Entries taken from a collection
=== Begin Enclosure ===
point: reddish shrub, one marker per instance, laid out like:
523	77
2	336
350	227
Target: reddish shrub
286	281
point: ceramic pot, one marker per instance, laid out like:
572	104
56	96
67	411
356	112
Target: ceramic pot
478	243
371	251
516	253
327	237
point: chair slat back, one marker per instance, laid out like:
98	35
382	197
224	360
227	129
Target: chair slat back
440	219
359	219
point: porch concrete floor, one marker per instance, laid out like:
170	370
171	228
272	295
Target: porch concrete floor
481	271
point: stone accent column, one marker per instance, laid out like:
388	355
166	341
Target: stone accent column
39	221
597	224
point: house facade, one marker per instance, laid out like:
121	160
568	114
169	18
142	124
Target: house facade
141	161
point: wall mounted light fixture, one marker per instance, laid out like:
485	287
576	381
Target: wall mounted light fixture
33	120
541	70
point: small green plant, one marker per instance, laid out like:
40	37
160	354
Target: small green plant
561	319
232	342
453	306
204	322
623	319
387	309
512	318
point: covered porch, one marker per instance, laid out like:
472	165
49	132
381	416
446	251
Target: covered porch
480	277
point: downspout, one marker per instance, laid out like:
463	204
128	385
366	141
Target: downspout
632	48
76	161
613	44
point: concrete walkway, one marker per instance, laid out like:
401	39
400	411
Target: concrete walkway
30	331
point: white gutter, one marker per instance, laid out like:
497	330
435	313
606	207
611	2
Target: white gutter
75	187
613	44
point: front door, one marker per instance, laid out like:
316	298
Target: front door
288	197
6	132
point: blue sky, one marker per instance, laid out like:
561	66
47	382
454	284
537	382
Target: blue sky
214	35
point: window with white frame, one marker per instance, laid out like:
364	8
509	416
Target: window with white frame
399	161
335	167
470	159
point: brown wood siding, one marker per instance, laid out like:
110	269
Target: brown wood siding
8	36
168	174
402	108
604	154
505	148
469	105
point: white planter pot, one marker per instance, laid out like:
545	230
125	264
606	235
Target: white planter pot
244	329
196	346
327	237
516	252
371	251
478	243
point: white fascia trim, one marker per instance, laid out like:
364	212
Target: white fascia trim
=== End Enclosure ===
=== Begin Enclosure ===
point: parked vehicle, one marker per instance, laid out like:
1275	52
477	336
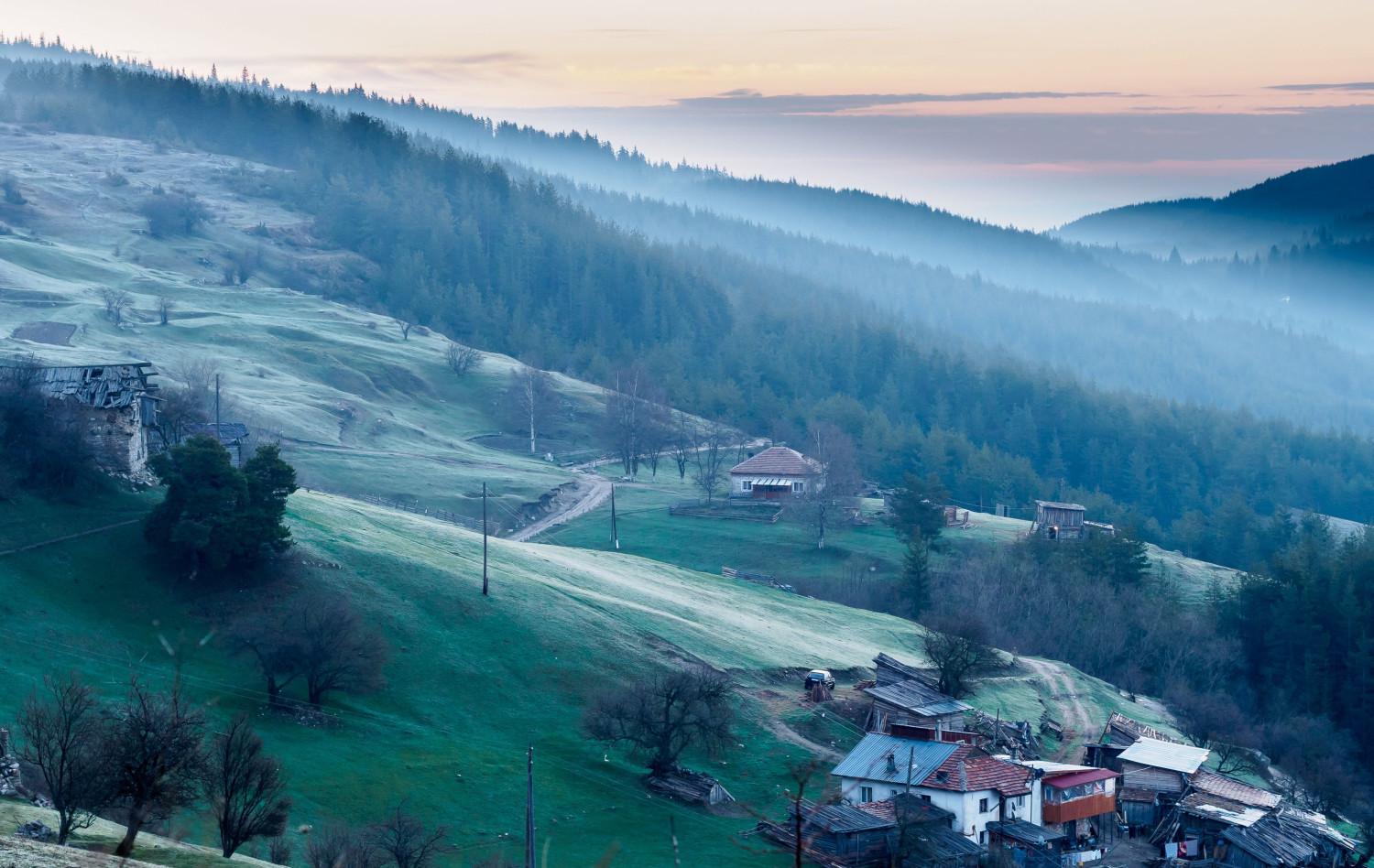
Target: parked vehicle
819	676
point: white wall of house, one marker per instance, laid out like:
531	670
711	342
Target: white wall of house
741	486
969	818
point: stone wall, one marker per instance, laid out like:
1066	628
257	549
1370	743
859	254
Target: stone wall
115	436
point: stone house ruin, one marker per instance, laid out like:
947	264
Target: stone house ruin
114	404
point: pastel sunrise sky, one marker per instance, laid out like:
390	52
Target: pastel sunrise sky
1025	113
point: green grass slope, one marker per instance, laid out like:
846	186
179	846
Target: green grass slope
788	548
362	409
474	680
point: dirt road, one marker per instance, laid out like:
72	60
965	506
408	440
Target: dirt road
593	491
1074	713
=== End Enclosure ===
## REQUIRED WORK
Your task is to find each line in the entries that contains the string "trim" and copy it.

## RESULT
point: white fascia trim, one marker per instance, laid out like:
Target: white fascia trim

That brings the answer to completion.